■ TASK TO COMPLETE ■
In the records below, find the line containing "Label a point on each instance of the bicycle fork" and the line containing "Label a point on each instance of the cloudy"; please repeat exactly the lines from one to the other, both included, and nothing more.

RECORD EXCERPTS START

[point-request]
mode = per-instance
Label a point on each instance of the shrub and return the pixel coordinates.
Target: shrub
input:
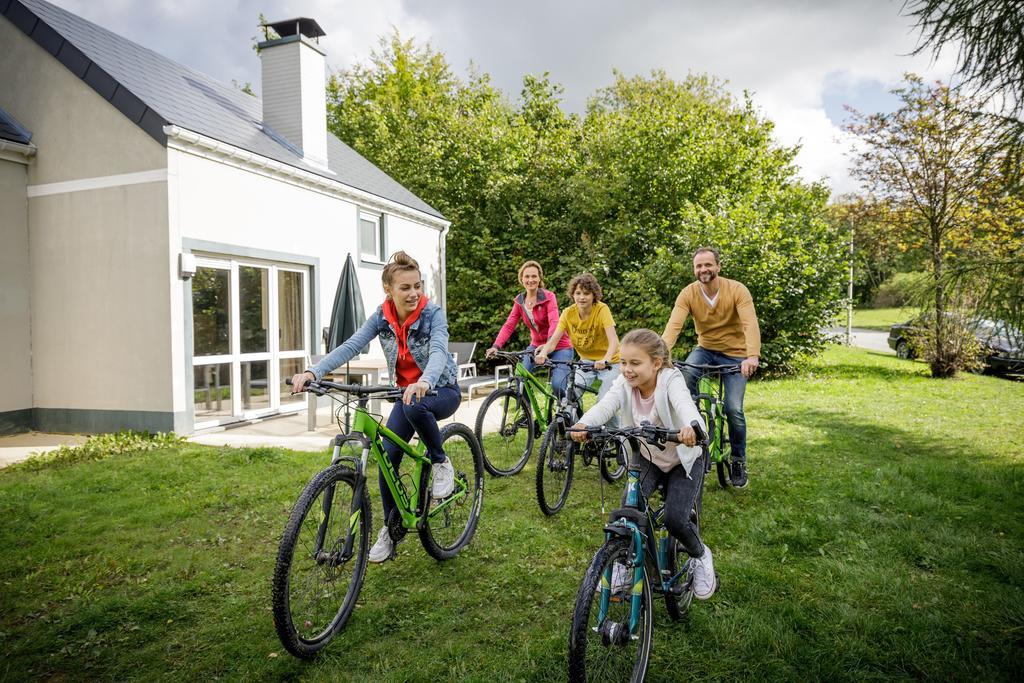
(961, 350)
(100, 446)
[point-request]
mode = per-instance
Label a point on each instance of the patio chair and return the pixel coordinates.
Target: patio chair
(469, 380)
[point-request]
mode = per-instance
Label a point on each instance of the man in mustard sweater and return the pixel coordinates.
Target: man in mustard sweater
(727, 335)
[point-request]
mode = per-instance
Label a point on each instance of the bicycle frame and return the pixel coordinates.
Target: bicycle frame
(530, 387)
(710, 392)
(370, 432)
(653, 540)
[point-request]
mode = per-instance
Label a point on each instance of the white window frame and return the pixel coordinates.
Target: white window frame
(272, 355)
(380, 239)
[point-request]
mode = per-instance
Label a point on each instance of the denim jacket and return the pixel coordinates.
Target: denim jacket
(427, 342)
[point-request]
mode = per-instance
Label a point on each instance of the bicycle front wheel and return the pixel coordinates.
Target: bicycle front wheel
(451, 522)
(601, 647)
(322, 561)
(505, 430)
(554, 469)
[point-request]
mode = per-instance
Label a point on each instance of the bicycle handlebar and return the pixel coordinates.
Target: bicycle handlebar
(653, 435)
(709, 370)
(323, 387)
(510, 355)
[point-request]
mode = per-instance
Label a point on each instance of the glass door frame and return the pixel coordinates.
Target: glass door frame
(272, 356)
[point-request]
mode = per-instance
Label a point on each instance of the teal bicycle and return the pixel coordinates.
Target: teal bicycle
(322, 559)
(556, 462)
(711, 402)
(612, 621)
(513, 417)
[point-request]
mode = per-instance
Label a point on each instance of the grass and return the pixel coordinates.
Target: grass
(878, 318)
(882, 537)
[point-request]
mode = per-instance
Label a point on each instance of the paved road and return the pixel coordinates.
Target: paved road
(869, 339)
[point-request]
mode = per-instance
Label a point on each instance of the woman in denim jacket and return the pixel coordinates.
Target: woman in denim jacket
(413, 333)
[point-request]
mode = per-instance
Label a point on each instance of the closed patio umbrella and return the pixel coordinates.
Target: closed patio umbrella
(346, 315)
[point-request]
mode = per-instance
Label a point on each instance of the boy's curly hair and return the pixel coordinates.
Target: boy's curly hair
(588, 283)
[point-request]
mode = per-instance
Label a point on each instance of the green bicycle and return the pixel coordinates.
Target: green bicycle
(513, 417)
(322, 559)
(711, 402)
(612, 620)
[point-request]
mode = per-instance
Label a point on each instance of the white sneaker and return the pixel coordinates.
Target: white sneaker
(383, 550)
(443, 479)
(705, 581)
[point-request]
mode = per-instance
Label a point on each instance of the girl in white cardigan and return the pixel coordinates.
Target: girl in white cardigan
(651, 389)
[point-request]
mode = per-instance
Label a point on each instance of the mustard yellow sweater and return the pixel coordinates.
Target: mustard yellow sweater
(729, 327)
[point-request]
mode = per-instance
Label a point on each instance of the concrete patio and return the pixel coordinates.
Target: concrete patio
(286, 431)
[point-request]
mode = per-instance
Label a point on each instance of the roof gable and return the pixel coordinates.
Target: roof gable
(154, 91)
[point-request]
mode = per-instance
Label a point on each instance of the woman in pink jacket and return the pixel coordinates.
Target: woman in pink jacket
(538, 308)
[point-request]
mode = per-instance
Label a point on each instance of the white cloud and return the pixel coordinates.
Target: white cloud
(785, 52)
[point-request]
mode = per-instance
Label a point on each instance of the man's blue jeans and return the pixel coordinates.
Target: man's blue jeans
(735, 387)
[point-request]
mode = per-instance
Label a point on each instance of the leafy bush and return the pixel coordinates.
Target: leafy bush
(100, 446)
(961, 349)
(903, 289)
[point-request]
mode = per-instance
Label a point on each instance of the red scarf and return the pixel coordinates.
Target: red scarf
(401, 330)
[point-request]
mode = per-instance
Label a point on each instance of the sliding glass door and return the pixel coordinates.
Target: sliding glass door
(250, 327)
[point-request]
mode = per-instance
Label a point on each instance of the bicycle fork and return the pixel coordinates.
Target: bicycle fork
(337, 557)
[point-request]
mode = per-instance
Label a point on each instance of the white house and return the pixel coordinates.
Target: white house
(171, 245)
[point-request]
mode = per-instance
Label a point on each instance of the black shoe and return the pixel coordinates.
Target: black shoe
(737, 473)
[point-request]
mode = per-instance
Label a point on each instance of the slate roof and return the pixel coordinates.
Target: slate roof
(154, 91)
(11, 130)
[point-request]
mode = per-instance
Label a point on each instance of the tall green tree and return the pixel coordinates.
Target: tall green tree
(672, 166)
(654, 169)
(989, 37)
(932, 164)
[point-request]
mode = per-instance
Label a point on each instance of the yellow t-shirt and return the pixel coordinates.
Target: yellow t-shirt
(588, 336)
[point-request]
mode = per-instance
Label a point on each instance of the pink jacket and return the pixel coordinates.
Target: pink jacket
(545, 315)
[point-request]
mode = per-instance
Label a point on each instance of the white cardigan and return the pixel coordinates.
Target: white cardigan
(672, 402)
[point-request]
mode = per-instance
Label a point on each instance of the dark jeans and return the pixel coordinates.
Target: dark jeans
(421, 417)
(735, 387)
(559, 374)
(680, 494)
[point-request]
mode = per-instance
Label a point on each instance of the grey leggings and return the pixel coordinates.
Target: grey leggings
(680, 494)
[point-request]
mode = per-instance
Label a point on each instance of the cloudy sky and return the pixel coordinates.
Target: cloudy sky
(801, 59)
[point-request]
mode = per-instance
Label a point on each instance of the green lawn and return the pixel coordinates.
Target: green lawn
(879, 318)
(882, 537)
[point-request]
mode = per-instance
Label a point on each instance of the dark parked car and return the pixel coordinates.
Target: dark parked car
(1003, 344)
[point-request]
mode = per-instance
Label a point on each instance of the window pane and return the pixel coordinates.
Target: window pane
(290, 310)
(211, 306)
(368, 237)
(290, 368)
(253, 308)
(254, 389)
(212, 391)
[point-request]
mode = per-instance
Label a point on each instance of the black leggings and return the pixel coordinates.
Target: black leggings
(680, 494)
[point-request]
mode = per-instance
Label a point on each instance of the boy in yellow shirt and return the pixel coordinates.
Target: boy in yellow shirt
(589, 324)
(727, 335)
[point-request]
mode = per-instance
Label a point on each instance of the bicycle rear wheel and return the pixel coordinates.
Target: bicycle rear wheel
(602, 649)
(505, 430)
(554, 469)
(451, 522)
(322, 561)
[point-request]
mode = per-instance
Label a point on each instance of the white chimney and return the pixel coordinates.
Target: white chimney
(294, 89)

RECORD EXCERPTS END

■ RESPONSE TO THIS EXERCISE ■
Label a point on each instance of the bicycle fork and return the pixel coordinates.
Target: bicycle fork
(337, 557)
[point-request]
mode = per-instance
Label a point on each instance of the white house and return the pixel coordinates.
Target: white house
(171, 245)
[point-request]
mode = per-instance
Label a point on each instance of the black shoe and return the pixel coordinates.
Target: black shoe
(737, 473)
[point-request]
mode = per-instance
Label a point on each instance of the slate roof and return the pixel coordinates.
Target: slate roof
(154, 91)
(11, 130)
[point-request]
mode = per-instance
Label a point on each instance of the tall green tree and return the pixel coordinates.
Target: tall green tree
(672, 166)
(654, 169)
(989, 37)
(932, 164)
[point-request]
mode = per-instance
Label a point on each instance of the yellow t-shirt and return the pixel coordinates.
Target: yellow t-shirt
(588, 336)
[point-request]
mode = per-instance
Label a point on each instance of the pink jacket and return the pixel coordinates.
Target: pink jacket
(545, 315)
[point-request]
mode = per-instance
Label a point on each instance of the white cardigan and return the pixel coordinates.
Target: white cardigan
(672, 402)
[point-request]
mode = per-instance
Label a point on each instance of the dark jeans and return the pixel coordinates.
Target: dark jeans
(421, 417)
(735, 387)
(559, 374)
(680, 494)
[point-request]
mode = per-instance
Label a point on each instance of the grey leggings and return the pixel coordinates.
Target: grey leggings
(680, 494)
[point-request]
mode = per-instance
Label a point on each instance of the cloudy sky and return the pixel coordinates.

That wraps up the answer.